Qué difícil ha sido ver morir a un amigo tan íntimo. Más aún si se trataba de un hombre entusiasta, jovial, auténtico, capaz de transmitir esa chispa a cada uno de los actos de su vida. Ver apagarse lentamente esa intensa llama fue muy doloroso. Y frustrante, a la misma vez. Porque cuando ese final se anuncia desde semanas antes, ya solo es cuestión de tiempo. De una angustiosa espera cuya conclusión es irremediable.
Nacer y morir. Dos palabras de escasas cinco letras que encierran una existencia. "Todo tiene un principio y un final", me dijiste hace unos días en tu lecho de muerte. Y, serenamente, añadiste: "Hasta aquí llegué, Juan". En esa frase lapidaria habitaba una verdad inexorable; una verdad rotunda y dramática; una verdad de la que eras consciente tal y como lo fuiste siempre, querido Antonio Vega, a lo largo de una vida tocada de una rebeldía un tanto vanidosa, por momentos irreverente y hasta provocativa, aquella que a los 43 años te llevó a elegir tu camino: ser torero, la vereda arbolada que te aportó muchas satisfacciones, pero que también, en el aspecto familiar, te deparó diversos sinsabores.

▶ **Material extraído**:
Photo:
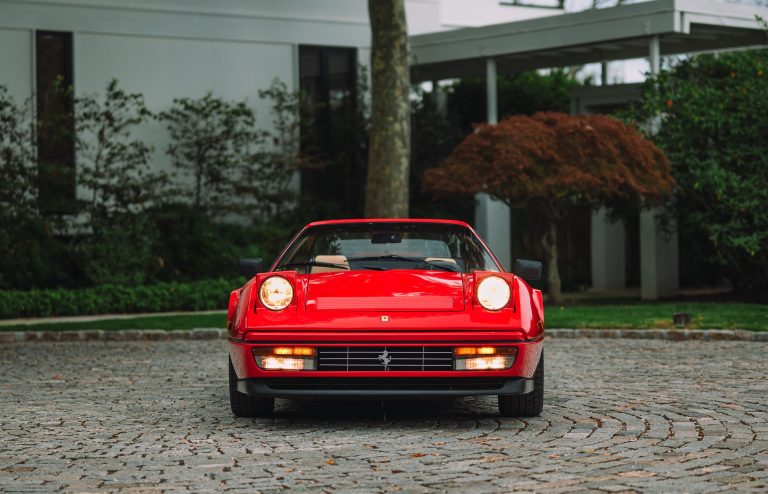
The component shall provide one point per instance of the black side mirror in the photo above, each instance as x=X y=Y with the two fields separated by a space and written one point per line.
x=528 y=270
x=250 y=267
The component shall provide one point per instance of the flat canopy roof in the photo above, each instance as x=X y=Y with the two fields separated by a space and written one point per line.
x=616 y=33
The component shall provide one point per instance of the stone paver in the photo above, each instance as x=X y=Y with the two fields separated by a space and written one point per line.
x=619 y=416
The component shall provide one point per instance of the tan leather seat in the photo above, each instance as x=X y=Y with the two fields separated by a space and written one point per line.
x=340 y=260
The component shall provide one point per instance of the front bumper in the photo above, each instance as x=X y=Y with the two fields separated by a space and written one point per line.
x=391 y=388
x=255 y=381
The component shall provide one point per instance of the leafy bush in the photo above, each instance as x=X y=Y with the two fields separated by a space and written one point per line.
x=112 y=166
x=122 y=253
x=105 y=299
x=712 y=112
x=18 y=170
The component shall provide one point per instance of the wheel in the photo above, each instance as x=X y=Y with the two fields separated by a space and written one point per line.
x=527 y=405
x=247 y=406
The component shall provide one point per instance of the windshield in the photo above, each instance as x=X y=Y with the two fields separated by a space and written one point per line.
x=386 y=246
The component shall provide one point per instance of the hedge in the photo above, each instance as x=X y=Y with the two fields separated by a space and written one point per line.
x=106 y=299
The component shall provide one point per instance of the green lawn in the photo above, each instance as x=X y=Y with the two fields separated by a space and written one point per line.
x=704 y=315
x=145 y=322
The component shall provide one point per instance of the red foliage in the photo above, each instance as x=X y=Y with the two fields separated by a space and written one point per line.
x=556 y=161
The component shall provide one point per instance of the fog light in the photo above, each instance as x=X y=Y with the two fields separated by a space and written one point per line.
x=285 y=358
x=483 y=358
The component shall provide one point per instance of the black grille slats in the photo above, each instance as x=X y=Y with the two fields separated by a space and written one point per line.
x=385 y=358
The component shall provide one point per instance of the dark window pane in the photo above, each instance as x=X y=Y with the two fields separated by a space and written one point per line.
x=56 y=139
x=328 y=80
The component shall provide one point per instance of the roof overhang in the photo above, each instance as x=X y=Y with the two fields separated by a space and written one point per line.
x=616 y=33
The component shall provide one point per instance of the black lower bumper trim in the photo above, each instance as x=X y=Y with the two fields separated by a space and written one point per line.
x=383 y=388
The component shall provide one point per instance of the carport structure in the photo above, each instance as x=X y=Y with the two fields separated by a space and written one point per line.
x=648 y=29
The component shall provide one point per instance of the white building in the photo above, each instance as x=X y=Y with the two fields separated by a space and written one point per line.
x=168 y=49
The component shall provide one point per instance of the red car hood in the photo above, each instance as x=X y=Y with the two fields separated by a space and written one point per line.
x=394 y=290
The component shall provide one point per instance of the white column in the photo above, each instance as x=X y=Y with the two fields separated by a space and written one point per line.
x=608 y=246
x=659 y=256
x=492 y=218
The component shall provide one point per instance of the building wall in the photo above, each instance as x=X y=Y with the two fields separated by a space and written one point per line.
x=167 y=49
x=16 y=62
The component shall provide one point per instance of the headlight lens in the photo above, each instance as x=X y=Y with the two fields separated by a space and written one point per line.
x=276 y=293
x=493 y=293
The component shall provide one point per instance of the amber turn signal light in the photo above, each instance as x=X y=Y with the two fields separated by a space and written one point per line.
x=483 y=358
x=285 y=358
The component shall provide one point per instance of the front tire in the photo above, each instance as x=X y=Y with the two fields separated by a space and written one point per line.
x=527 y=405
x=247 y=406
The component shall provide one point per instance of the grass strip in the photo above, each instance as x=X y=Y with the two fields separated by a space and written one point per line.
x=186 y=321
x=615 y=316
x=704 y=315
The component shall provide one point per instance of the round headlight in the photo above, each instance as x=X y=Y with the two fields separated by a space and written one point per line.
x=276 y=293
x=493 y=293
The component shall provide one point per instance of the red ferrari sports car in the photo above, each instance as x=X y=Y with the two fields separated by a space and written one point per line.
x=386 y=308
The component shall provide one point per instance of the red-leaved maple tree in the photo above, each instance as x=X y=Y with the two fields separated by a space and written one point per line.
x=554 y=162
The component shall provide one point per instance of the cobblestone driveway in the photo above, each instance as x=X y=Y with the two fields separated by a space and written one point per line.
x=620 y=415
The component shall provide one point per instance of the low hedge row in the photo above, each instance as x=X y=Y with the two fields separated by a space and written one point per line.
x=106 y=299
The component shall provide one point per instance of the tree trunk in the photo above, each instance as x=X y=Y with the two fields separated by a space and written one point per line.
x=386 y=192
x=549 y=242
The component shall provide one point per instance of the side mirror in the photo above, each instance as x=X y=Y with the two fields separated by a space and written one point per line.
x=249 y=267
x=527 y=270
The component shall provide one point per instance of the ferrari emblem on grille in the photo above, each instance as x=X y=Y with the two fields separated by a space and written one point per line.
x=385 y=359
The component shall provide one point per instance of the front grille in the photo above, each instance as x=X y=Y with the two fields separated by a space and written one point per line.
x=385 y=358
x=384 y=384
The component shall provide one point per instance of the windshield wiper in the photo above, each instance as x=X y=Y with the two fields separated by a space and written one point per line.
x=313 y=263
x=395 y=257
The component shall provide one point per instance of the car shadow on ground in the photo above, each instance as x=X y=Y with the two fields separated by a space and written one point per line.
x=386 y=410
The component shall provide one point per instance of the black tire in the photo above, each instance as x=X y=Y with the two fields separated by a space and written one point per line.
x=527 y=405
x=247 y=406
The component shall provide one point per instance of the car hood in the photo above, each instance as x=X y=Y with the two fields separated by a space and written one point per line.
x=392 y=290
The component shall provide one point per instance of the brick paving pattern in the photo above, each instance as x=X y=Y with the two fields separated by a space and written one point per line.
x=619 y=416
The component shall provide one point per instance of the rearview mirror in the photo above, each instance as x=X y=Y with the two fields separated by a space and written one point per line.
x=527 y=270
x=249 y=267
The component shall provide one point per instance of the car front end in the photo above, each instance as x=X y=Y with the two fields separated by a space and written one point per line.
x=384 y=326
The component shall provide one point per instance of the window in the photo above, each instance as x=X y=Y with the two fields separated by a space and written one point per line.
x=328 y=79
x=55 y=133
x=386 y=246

▶ **Objetivo 1**:
Resume el fragmento seleccionado en dos oraciones.
▶ **Objetivo 2**:
Reproduce textualmente el fragmento seleccionado desde "Nacer y morir." hasta "deparó diversos sinsabores.", ambos incluidos.
▶ **Objetivo 3**:
Según el fragmento seleccionado, ¿a qué edad eligió Antonio Vega ser torero?

▶ **Resultado correcto 1**:
Quien escribe cuenta lo doloroso y frustrante que fue ver morir lentamente a un amigo íntimo, un hombre entusiasta, jovial y auténtico, cuyo final se anunciaba desde semanas antes. Se dirige a Antonio Vega, que en su lecho de muerte dijo "Hasta aquí llegué, Juan", y recuerda que a los 43 años eligió ser torero, un camino que le dio muchas satisfacciones pero también sinsabores familiares.

▶ **Resultado correcto 2**:
Nacer y morir. Dos palabras de escasas cinco letras que encierran una existencia. "Todo tiene un principio y un final", me dijiste hace unos días en tu lecho de muerte. Y, serenamente, añadiste: "Hasta aquí llegué, Juan". En esa frase lapidaria habitaba una verdad inexorable; una verdad rotunda y dramática; una verdad de la que eras consciente tal y como lo fuiste siempre, querido Antonio Vega, a lo largo de una vida tocada de una rebeldía un tanto vanidosa, por momentos irreverente y hasta provocativa, aquella que a los 43 años te llevó a elegir tu camino: ser torero, la vereda arbolada que te aportó muchas satisfacciones, pero que también, en el aspecto familiar, te deparó diversos sinsabores.

▶ **Resultado correcto 3**:
A los 43 años.